▶ **Stated problem**
Please resume the Hawaii Supreme Court case record on public shoreline access, writing on from its final line.

▶ **Supplied passage**
79 Hawai'i 425, Public Access Shoreline Hawaii by Rothstein v. Hawai'i County Planning Com'n by Fujimoto

Decision Date31 August 1995
Docket NumberNo. 15460,15460
Citation903 P.2d 1246,79 Hawaii 425
Parties79 Hawai'i 425 PUBLIC ACCESS SHORELINE HAWAII, by Jerry ROTHSTEIN, its coordinator; and Angel Pilago, Appellants-Appellees-Respondents, v. HAWAI'I COUNTY PLANNING COMMISSION, by Fred Y. FUJIMOTO in his capacity as its chairman; and Nansay Hawaii, Inc., a Hawai'i corporation, Appellees-Appellants-Petitioners.
CourtHawaii Supreme Court

Roy Vitousek, III (J. Robert Arnett, II, Nani Lee and John P. Powell of Cades, Schutte, Fleming and Wright, with him on the briefs), Honolulu, for Appellee-Petitioner Nansay Hawaii, Inc.

Joseph Kamelamela, Deputy Corporation Counsel (Michael J. Matsukawa with him on the briefs), Hilo, for Appellee-Petitioner Hawai'i County Planning Commission.

Skip Spaulding (Arnold L. Lum, Denise E. Antolini, Eric S. Walters, San Francisco, CA, and Lea O. Hong of Sierra Club Legal Defense Fund, with him on the briefs), Honolulu, for Appellants-Respondents Public Access Shoreline Hawaii and Angel Pilago.

David Kaapu, on the briefs, Kailua Kona, for the Kona Hawaiian Civic Club.

Mililani Trask, Kia'aina, on the briefs, Honolulu, for Ka Lahui Hawai'i.

David L. Callies, Orlando R. Davidson, and Gordon M. Arakaki, on the briefs, Honolulu, for the Land Use Research Foundation.

Carl C. Christensen, Alan T. Murakami, and Paul F.N. Lucas (Native Hawaiian Legal Corporation), on the briefs, Honolulu, for Pele Defense Fund.

Sherry P. Broder and Jon M. Van Dyke, on the briefs, Honolulu, for the Office of Hawaiian Affairs.

Steven S. Michaels and Girard D. Lau, Deputy Attorneys General, on the briefs, Honolulu, for the State of Hawai'i.

Hayden Aluli, on the briefs, Honolulu, for the 'Ohana Council.

▶ **Data shown**

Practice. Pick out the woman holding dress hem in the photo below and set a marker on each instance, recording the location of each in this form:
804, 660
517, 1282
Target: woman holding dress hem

▶ **Right answer**
Williamson B.C. Chang and David Michael Foulkes, on the briefs, Honolulu, for Protect Kohanaiki 'Ohana, Inc., Kalamaula Homestead Association, and the Native Hawaiian Environmental Defense Fund.

Before MOON, C.J., and KLEIN, LEVINSON, NAKAYAMA and RAMIL, JJ. KLEIN, Justice.

We issued a writ of certiorari to review the decision of the Intermediate Court of Appeals (ICA) in this case, which concerns a challenge by Public Access Shoreline Hawaii (PASH) and Angel Pilago to the Hawai'i County Planning Commission's (HPC) decision denying them standing to participate in a contested case hearing on an application by Nansay Hawai'i, Inc. (Nansay) for a Special Management Area (SMA) use permit.

In order to pursue development of a resort complex on land within a SMA on the island of Hawai'i (Big Island), Nansay applied to the HPC for a SMA use permit. PASH, an unincorporated public interest membership organization based in Kailua-Kona, and Pilago opposed the issuance of the permit and requested contested case hearings before the HPC. The HPC denied the requests on the ground that, under its rules, neither PASH nor Pilago had standing to participate in a contested case. The HPC subsequently issued a SMA use permit to Nansay. When the case came before the circuit court, the court essentially vacated the permit by remanding to the HPC with instructions to hold a contested case hearing in which both PASH and Pilago would be allowed to participate. In other words, because the SMA permit was granted pursuant to flawed procedures, the circuit court implicitly concluded that the SMA permit was void. On appeal, the ICA affirmed the circuit court's order with respect to PASH and reversed it with respect to Pilago. For the reasons set forth below, we affirm the ICA's decision and remand the case to the HPC for proceedings consistent with this opinion.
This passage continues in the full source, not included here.